WHAT YOU NEED TO DO -> Arrange the lines of the records below, from the one containing "the black sweatpants" through the one containing "column 332, row 293", both included, as a Markdown table with the columns Row and Entry. Put each line's number in Row and leave out any blank lines.
━━ RECORDED DATA ━━
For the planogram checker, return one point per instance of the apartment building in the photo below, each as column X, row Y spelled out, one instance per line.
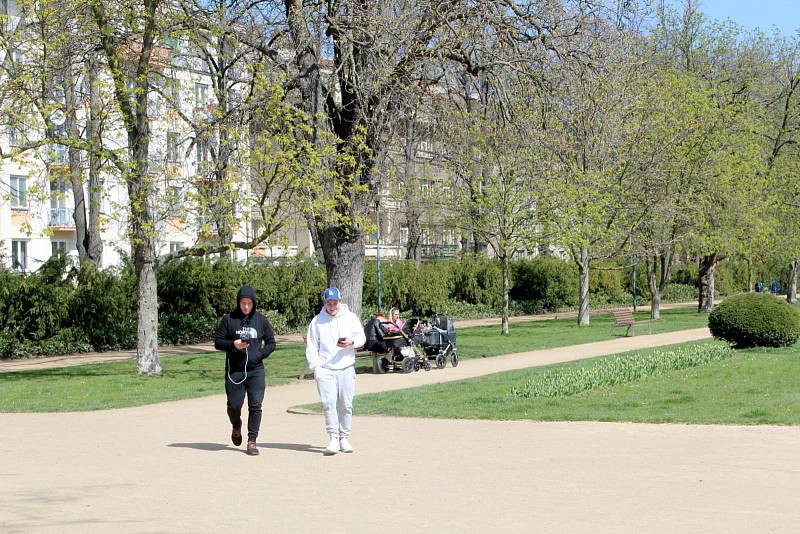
━━━
━━ RECORDED DATA ━━
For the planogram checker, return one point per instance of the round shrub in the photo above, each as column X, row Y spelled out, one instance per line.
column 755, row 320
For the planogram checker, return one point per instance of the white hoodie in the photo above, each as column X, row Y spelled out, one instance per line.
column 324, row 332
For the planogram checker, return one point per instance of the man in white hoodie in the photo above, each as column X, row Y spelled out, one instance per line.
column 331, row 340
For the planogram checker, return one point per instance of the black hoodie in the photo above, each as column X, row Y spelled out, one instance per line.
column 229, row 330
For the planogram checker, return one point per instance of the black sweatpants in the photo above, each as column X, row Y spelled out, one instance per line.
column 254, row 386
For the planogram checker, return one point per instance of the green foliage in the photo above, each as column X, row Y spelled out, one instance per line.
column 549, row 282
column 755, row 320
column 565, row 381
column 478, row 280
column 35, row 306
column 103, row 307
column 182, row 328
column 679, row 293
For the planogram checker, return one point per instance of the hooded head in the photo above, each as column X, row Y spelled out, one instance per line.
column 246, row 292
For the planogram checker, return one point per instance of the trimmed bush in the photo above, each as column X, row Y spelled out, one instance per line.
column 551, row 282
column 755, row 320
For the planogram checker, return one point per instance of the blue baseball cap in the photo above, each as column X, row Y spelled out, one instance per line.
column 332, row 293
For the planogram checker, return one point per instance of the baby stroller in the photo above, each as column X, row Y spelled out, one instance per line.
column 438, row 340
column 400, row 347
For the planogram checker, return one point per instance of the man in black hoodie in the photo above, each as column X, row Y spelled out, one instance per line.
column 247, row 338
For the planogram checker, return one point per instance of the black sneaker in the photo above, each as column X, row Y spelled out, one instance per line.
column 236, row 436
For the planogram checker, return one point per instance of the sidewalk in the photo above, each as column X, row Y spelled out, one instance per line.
━━━
━━ RECORDED DATA ━━
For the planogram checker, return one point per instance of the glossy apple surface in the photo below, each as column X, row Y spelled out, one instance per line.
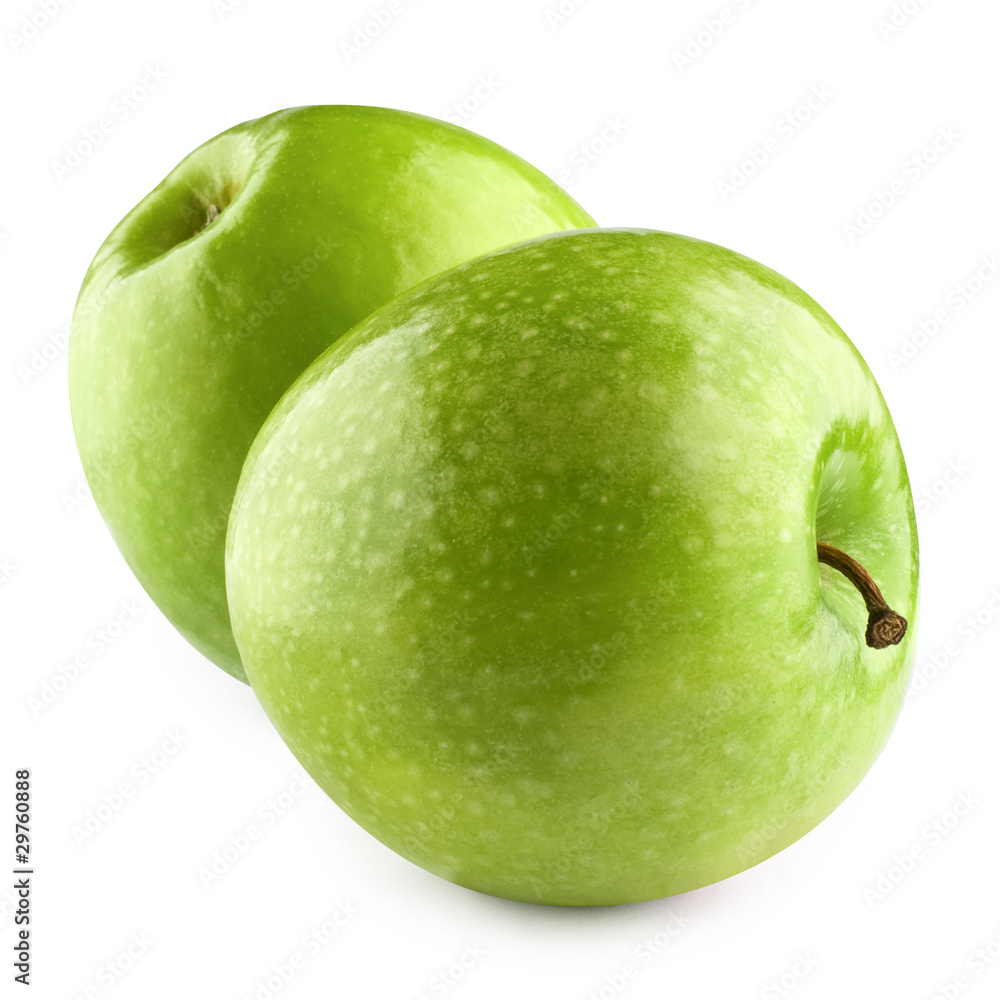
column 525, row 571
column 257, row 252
━━━
TASK RESPONSE ->
| Row | Entry |
|---|---|
| 1 | For the planogram checker, return one point per instance of the black sweatpants in the photo above, each as column X, row Y spelled out, one instance per line. |
| 2 | column 254, row 386 |
| 3 | For the planogram checker, return one point per instance of the green foliage in the photo above, each as column X, row Y spelled out, one instance per line. |
| 4 | column 549, row 282 |
| 5 | column 755, row 320 |
| 6 | column 565, row 381 |
| 7 | column 478, row 280 |
| 8 | column 35, row 306 |
| 9 | column 103, row 307 |
| 10 | column 182, row 328 |
| 11 | column 679, row 293 |
| 12 | For the planogram checker, return one point per instance of the hooded head in the photo above, each as column X, row Y spelled out, one instance per line. |
| 13 | column 246, row 292 |
| 14 | For the planogram checker, return one point per instance of the trimmed bush in the photo above, each as column X, row Y spelled out, one instance per line. |
| 15 | column 551, row 282 |
| 16 | column 755, row 320 |
| 17 | For the planogram checker, return one point per instance of the blue baseball cap in the photo above, each as column X, row Y spelled out, one instance per line. |
| 18 | column 332, row 293 |